→ **TEXT SEGMENT**
^^^^^^^^

The first ever female designer at Seymour Powell explains how she turned her back on industrial design for the thrill and theatre of hospitality.
In the male-dominated world of mid-1990s industrial design, it is not without irony that Afroditi Krassa’s career was kickstarted by a bra. Born in the UK but raised in Greece, Krassa moved to London at 17 to study product design at Central Saint Martins and nabbed her first job at Seymour Powell soon after graduation. At that time in 1996, the design mega-agency employed 35 designers – all of them male – and had just been commissioned to design a bra for Marks and Spencer.
“When they told me at the interview I would be the first female designer to join, I was honestly shocked,” laughs Krassa, “but they said, ‘we’ve never found a female designer who’s suitable or good enough for our studio,’ so I thought that must be good news.”
Krassa spent the next three years at Seymour Powell and PriestmanGoode, designing what she calls hardcore industrial mass-produced items for brands like Casio and Minolta – “kettles, watches, irons, vacuum cleaners, you name it” – and interiors for Jaguar and Concorde. Before long, however, she fell out of love with churning out designs that were more styling than true innovation, and felt her entrepreneurial side beckoning.

^^^^^^^^

→ **LISTED ENTRIES**
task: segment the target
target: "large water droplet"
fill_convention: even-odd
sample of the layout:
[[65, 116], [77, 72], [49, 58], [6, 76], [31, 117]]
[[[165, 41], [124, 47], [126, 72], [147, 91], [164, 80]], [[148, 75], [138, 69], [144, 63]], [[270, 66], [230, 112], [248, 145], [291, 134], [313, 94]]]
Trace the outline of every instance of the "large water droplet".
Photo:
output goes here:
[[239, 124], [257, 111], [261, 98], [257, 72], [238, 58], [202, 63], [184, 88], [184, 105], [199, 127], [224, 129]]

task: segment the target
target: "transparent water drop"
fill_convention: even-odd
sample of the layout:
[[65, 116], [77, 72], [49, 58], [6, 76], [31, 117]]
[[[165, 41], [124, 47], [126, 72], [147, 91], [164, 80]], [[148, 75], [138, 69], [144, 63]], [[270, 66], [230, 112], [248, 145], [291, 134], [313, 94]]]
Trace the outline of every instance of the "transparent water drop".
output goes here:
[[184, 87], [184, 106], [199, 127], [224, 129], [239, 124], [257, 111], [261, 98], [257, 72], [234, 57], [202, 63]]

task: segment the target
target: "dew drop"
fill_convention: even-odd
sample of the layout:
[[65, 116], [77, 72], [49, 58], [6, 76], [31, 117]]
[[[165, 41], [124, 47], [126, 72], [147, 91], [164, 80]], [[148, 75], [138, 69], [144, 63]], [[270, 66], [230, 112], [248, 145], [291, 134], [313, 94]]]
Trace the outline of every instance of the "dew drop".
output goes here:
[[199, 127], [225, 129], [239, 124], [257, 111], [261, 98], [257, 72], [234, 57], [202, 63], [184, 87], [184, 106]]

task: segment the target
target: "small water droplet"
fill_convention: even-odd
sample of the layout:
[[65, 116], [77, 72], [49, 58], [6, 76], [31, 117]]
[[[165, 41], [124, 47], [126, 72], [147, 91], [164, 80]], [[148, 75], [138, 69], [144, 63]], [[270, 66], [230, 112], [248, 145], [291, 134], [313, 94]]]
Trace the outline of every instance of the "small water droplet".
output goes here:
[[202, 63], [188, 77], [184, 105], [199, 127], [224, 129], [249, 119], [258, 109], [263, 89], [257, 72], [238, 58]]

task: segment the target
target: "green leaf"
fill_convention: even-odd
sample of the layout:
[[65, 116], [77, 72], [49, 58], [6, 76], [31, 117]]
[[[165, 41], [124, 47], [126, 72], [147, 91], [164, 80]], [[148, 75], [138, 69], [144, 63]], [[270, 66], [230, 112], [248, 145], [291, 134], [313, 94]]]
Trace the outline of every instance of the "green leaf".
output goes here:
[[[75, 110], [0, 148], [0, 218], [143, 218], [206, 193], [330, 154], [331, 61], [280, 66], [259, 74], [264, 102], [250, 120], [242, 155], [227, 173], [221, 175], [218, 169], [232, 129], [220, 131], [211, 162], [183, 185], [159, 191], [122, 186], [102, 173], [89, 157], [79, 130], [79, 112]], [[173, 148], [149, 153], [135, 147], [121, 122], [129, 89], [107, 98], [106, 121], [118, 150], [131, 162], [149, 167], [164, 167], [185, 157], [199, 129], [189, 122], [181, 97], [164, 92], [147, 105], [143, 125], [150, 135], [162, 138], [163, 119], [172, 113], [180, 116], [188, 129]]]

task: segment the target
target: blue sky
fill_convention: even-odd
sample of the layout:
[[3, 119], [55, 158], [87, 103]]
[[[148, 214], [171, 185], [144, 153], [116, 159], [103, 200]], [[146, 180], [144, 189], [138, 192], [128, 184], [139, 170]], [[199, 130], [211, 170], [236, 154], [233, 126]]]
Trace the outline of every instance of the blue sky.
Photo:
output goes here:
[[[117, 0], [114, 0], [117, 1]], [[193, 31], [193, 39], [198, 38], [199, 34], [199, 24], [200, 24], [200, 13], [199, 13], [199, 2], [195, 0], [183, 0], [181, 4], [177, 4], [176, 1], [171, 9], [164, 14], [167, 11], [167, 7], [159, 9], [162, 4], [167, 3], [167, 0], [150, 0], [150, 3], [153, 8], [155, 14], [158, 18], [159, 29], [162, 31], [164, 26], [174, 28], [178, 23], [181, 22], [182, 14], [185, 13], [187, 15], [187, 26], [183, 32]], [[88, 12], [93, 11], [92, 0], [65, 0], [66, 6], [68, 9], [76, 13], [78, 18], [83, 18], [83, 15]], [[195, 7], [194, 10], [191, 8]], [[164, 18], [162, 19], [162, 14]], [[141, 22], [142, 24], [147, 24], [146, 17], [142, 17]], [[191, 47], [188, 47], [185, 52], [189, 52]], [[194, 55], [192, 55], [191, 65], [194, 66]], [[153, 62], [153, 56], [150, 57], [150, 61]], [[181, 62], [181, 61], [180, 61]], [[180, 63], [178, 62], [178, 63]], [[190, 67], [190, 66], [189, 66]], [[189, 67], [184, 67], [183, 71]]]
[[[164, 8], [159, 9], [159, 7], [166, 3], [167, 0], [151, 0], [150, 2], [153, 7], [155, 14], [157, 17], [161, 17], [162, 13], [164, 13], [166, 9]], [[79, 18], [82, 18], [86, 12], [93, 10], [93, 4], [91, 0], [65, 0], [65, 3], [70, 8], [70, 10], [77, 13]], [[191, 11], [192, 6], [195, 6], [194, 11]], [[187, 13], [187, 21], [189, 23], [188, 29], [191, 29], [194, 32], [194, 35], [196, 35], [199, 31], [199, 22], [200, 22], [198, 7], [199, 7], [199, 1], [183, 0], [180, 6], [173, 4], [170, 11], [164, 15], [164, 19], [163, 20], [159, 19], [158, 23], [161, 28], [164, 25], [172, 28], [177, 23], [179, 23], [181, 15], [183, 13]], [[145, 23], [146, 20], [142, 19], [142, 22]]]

^^^^^^^^

→ **WHAT YOU NEED TO DO**
(a) Which household items does Krassa list, in her own quoted words, as examples of the mass-produced products she designed, according to the Afroditi Krassa profile?
(b) Could you continue the Afroditi Krassa profile from its last sentence?

→ **EXERCISE ANSWERS**
(a) Kettles, watches, irons and vacuum cleaners.

(b)
“My father said you’re either an employer or an employee. I knew I wouldn’t ever fit into somebody else’s setting,” she says. So she left for the RCA, studying Design Products under Ron Arad, with the aim of recalibrating her design direction. She set up her studio post-graduation in 2002 without a business plan, but with a space, a scooter, a laptop, and a clear idea of her creative voice. “I never have big plans – I just go and do things and see where they take me.”
How Krassa found her way to contract interiors was befittingly organic for this ad hoc approach. Starting out, she designed for top-end companies like Ligne Roset and Bonaldo, and noticed many of her pieces ended up in restaurants, bars and hotels. Restaurateur Mourad Mazouz commissioned her to design lighting for Sketch, now a Mayfair institution, and stirred her fascination with the hospitality sector. “It’s about having fun,” she professes in her warm, bubbly manner, “so it’s a theatrical and happy environment by nature.”
She took to writing letters to people she admired, and one week the recipient was Pret A Manger owner Julian Metcalfe. Within days, Metcalfe arranged to meet Krassa and asked her to design the first outpost for his latest venture, sushi chain Itsu. In only eight weeks, Krassa designed and delivered the brand identity, interior, uniforms, packaging, et al. “He had a vision, and I tried to make that tangible,” she says of the collaboration. “It was a crazy time, very stressful, but a massive success.”
The project catapulted her to the forefront of hospitality design, leading to a series of high-profile projects for Café Rouge, Dishoom, Heston Blumenthal and Curzon Cinemas (onoffice 87). Each is contemporary, bold and graphical with sophisticated references to the brand’s message without being corporate or pastiche. Expressly against the idea of a house style, her signature is her process, she says, which looks holistically at the user experience, not just the interior finishes.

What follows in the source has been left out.